• _To do_:
Could you write out the items below line for line, with the pictures left out?

• _Dataset entries_:
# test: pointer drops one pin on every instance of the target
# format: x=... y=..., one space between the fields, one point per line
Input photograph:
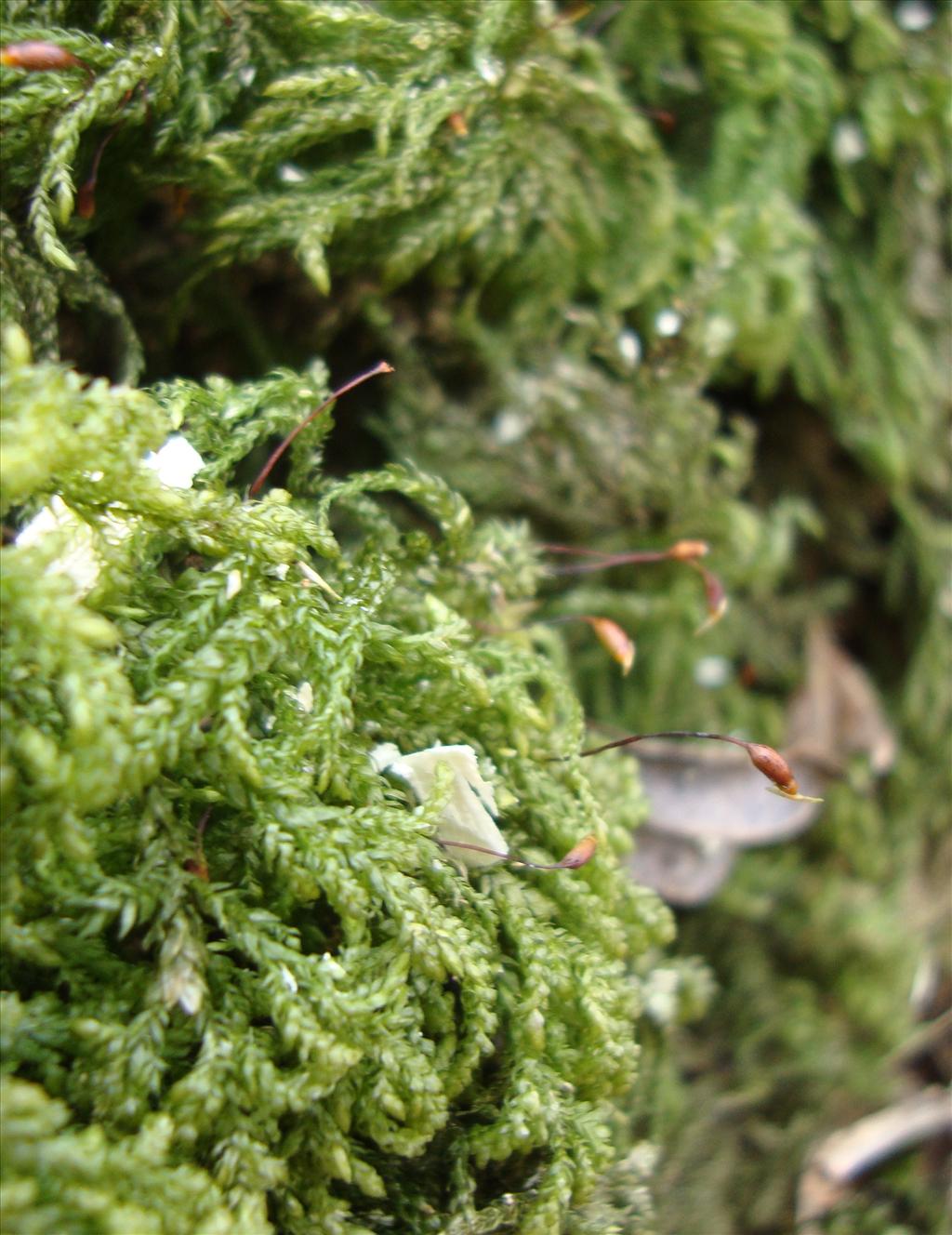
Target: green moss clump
x=305 y=1016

• _Response to this task_:
# test: pointer drops one pin on every instance of the target
# format: x=... y=..., one space between the fields, one point per line
Input photograph:
Target: green moss clump
x=305 y=1016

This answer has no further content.